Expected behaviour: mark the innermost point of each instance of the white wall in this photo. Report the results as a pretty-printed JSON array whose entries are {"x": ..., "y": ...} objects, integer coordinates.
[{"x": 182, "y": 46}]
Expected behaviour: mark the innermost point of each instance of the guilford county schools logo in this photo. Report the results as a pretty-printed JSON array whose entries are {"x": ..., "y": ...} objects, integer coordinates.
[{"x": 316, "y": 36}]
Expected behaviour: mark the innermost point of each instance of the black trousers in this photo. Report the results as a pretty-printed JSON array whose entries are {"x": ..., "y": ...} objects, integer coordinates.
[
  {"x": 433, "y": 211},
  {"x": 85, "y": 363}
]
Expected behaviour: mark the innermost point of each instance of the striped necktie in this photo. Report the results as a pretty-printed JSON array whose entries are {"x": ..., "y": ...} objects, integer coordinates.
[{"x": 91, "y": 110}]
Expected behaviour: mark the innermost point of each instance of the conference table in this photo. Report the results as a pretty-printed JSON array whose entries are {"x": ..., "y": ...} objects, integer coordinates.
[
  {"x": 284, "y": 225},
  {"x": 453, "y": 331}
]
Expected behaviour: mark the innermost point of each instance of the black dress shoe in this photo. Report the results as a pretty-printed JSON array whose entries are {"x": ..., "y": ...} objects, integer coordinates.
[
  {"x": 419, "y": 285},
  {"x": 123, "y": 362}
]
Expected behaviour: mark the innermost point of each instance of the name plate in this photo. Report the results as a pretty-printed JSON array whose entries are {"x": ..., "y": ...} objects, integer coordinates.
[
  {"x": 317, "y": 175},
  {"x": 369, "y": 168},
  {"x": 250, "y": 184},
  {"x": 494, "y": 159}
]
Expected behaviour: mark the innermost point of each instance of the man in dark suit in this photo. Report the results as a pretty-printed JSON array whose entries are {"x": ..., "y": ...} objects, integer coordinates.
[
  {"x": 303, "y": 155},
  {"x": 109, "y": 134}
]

◆ ◆ ◆ ◆ ◆ ◆ ◆

Reproduce all of the rows above, changing nothing.

Expected behaviour: mark the innermost point of each instance of the white wall in this photo. Report the results as a pretty-printed JSON array whose entries are {"x": ..., "y": ...} objects, integer coordinates.
[{"x": 182, "y": 46}]
Expected behaviour: mark the innermost point of each instance of the guilford county schools logo in this photo. Report the results as a pretty-printed JSON array whose entries are {"x": ..., "y": ...} objects, integer coordinates.
[{"x": 316, "y": 36}]
Expected behaviour: mark the innermost point of each instance of the black trousers in this photo. Report the results as a pretty-printed JSON array whose entries are {"x": ..., "y": ...} objects, integer coordinates.
[
  {"x": 433, "y": 211},
  {"x": 85, "y": 363}
]
Expected behaviour: mark the innermost point of each instance of the striped necktie in this photo. Report the results as a pretty-printed JSON array whose entries are {"x": ..., "y": ...} objects, integer coordinates.
[{"x": 91, "y": 110}]
Expected behaviour: mark the innermost point of each instance of the conference table in this photo. Report the results as a pretty-printed JSON array whose entries are {"x": ..., "y": ...} objects, integer coordinates.
[
  {"x": 284, "y": 225},
  {"x": 453, "y": 331}
]
Expected behaviour: mark the innermost point of each instance of the black dress shoe in this photo. Report the results as a pretty-printed JSON array whose entries are {"x": ..., "y": ...} objects, integer coordinates.
[
  {"x": 419, "y": 285},
  {"x": 123, "y": 362}
]
Expected behaviour: mark the innermost point of each instance of the name plate in this photo. Report the results as a pretty-printed JSON array whose entries are {"x": ..., "y": ...} objects, integer coordinates.
[
  {"x": 317, "y": 175},
  {"x": 369, "y": 168},
  {"x": 250, "y": 184},
  {"x": 494, "y": 159}
]
Expected behaviour: mark the innermost point of each instance of the man in dark suit in this photo. Report the results as a pretty-printed JSON array whose entries are {"x": ..., "y": ...} objects, integer coordinates.
[
  {"x": 303, "y": 155},
  {"x": 109, "y": 134}
]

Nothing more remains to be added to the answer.